◆ Given instruction
Pick out every line in the entries below that contains the word "instance", and copy each of those lines.

◆ Provided data

-------

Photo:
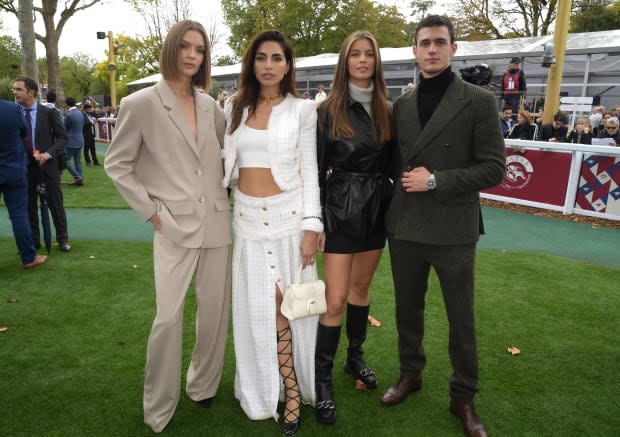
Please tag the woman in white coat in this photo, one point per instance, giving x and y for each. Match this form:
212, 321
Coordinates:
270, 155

-------

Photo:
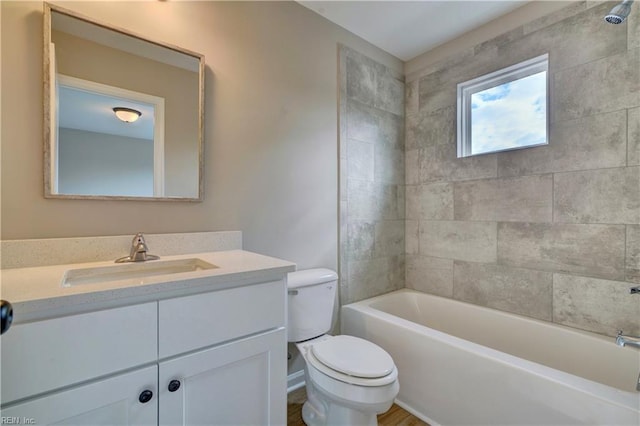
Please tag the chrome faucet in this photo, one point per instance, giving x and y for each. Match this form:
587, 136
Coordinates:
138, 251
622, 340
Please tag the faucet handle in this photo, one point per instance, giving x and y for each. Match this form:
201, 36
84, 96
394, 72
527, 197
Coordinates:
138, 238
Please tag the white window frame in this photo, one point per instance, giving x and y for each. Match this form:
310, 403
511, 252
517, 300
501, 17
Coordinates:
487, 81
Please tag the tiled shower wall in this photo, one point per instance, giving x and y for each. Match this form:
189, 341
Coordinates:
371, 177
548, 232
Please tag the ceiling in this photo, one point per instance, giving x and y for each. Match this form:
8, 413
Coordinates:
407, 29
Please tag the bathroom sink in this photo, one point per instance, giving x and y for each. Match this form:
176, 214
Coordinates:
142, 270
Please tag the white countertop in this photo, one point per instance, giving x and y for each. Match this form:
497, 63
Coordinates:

-------

◆ Solution below
Please tag the woman in white coat in this photo, one point per instance, giving x and y for each. Match this form:
Please tag the chrome faucet in this photo, one point per instance, giving x and y for each. Match this form:
Please tag the faucet handle in this photo, one point per instance, giving x and y for each. Match this form:
Please tag the white window frame in this photo, one point per instance, giving x and y for each. Match this form:
Please tag the tiled shower wall in this photo, one point per instance, giving x and y for each. Match this form:
Please tag the ceiling in this photo, one point per instance, giving x and y for each. Match this form:
Please tag the bathroom sink in this photo, one point per instance, giving x and y for each. Match this form:
Please tag the white countertop in this photo, one point per instance, giving x and y for each. Match this form:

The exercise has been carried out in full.